Task objective — Beginning with the line that holds "Task: point out every instance of the gravel", set down each line of the data below through the very last, exactly as given, and nothing beyond that.

Supplied records —

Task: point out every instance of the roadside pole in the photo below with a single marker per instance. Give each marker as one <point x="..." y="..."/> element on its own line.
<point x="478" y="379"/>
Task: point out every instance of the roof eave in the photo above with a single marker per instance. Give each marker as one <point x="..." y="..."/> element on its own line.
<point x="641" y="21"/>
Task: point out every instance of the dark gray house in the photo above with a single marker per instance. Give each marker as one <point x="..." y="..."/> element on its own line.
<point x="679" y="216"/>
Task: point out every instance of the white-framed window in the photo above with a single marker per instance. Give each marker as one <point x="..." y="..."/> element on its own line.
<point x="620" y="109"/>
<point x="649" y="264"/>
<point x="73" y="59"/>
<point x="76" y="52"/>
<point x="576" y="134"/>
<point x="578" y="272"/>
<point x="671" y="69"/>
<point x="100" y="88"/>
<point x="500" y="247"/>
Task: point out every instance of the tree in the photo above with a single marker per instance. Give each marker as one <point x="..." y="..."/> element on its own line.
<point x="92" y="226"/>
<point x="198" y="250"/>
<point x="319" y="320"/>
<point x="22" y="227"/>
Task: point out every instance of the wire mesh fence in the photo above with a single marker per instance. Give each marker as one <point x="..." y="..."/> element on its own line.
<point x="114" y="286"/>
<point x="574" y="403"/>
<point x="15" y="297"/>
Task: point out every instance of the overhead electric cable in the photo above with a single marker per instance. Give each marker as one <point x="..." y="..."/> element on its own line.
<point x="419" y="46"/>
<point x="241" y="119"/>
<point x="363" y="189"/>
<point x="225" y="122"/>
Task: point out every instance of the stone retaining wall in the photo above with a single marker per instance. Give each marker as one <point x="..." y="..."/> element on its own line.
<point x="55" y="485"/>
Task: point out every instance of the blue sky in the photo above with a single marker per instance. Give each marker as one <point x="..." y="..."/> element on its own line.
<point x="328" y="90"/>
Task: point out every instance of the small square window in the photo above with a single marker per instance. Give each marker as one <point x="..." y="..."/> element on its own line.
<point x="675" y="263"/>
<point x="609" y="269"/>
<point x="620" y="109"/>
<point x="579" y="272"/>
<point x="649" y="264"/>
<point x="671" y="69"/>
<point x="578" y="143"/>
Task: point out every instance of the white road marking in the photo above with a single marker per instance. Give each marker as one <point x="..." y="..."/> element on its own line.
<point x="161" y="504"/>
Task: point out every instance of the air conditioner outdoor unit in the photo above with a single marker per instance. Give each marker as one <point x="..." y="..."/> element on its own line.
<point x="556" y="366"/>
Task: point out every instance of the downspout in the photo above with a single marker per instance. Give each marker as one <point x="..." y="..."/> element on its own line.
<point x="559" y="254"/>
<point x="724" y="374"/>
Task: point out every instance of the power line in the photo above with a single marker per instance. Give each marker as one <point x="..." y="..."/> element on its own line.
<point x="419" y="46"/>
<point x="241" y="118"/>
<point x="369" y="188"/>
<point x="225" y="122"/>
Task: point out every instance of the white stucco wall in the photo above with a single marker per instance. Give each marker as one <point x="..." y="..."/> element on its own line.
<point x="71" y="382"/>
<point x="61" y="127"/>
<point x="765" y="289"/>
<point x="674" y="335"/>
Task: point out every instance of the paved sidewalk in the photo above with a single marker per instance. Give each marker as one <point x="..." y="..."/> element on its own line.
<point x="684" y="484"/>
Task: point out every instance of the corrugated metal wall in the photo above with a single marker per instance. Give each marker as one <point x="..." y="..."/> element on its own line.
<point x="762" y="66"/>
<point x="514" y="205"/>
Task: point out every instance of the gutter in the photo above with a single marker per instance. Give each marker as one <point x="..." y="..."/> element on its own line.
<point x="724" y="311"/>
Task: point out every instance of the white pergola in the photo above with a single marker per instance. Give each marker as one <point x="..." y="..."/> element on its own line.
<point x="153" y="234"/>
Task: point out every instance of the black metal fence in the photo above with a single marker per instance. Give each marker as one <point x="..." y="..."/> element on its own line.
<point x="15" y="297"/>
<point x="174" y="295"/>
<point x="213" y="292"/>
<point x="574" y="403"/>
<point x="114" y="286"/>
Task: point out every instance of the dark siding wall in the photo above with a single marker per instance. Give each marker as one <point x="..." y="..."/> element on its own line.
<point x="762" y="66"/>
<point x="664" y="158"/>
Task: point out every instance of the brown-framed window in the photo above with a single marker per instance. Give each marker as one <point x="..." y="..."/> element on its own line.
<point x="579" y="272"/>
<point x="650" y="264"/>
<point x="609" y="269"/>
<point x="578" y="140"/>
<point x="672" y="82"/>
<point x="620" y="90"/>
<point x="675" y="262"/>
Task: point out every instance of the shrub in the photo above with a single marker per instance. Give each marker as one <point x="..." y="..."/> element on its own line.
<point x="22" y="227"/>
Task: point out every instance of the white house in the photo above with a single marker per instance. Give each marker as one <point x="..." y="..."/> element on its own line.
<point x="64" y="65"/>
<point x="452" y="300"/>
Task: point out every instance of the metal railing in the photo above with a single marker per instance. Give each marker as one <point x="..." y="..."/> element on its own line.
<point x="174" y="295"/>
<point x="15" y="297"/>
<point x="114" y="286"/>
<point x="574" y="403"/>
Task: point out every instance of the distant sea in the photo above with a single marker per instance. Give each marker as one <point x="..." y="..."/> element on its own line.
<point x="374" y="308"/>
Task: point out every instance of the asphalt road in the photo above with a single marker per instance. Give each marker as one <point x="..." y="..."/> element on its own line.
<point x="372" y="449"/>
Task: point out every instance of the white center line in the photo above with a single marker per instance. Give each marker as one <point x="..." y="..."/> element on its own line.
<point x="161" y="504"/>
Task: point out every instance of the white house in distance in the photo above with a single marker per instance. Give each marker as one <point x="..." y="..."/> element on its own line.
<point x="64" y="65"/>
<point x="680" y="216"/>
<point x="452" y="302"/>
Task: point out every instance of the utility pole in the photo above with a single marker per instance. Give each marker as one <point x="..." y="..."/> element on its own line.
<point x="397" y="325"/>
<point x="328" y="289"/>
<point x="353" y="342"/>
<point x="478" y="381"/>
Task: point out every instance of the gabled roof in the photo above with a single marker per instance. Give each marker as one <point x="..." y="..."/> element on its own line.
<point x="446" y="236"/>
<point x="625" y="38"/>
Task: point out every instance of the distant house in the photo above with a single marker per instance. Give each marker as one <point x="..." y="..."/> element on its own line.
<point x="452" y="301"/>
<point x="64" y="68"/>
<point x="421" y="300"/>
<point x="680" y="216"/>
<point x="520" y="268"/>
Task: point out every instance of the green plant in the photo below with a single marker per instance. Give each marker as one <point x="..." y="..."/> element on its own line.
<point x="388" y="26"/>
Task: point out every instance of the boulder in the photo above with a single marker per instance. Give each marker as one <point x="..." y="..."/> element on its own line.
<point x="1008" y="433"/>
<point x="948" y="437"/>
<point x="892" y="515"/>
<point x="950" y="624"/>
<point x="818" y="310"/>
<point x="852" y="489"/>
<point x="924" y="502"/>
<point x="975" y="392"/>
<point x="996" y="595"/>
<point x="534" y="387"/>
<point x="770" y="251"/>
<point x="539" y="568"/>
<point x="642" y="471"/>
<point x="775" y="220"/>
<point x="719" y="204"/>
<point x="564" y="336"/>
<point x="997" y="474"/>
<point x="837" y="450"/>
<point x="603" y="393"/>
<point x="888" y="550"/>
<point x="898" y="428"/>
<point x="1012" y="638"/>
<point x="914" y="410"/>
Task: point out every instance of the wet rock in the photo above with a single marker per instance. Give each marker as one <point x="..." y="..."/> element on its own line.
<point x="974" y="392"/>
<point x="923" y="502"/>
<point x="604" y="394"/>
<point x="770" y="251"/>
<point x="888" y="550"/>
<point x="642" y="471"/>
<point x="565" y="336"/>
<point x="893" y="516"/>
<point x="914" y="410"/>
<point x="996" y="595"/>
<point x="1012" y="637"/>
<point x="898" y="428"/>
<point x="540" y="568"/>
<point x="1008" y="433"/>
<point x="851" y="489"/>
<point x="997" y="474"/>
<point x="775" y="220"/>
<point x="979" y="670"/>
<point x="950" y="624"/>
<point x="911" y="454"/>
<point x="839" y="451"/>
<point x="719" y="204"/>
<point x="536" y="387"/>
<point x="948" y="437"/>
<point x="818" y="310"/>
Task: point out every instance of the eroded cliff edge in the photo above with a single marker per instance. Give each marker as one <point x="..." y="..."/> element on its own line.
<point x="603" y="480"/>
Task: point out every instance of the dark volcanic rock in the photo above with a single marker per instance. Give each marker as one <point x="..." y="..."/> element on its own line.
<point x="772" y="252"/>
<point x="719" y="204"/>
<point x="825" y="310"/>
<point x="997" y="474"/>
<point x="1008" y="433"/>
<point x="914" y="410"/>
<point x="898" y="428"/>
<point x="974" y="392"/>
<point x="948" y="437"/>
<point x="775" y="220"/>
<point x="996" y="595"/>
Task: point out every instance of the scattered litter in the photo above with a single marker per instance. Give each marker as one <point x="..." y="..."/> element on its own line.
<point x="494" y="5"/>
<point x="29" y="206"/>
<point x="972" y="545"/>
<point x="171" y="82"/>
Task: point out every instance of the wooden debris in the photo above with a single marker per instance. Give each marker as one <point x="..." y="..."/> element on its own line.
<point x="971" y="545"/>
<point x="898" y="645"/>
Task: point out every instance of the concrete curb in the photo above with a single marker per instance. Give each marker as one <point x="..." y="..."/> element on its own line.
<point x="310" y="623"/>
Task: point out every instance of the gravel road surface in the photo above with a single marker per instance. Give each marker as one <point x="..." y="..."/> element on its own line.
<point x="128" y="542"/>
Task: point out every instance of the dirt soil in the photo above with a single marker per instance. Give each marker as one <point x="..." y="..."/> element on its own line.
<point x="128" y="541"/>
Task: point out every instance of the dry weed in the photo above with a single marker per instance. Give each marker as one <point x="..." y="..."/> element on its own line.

Answer to this problem —
Task: point out every instance of the gravel road surface in the photo above with a single marker per instance. Give each marker as one <point x="..." y="..."/> element on its own line.
<point x="128" y="542"/>
Task: point out every instance of the dirt soil in the photo above with a single marker per instance. Give each marker as one <point x="..." y="..."/> element on its own line.
<point x="128" y="541"/>
Task: point out every instance of the dry weed in the photo above with a single marker per instance. Give each marker as one <point x="..." y="..."/> element on its own line.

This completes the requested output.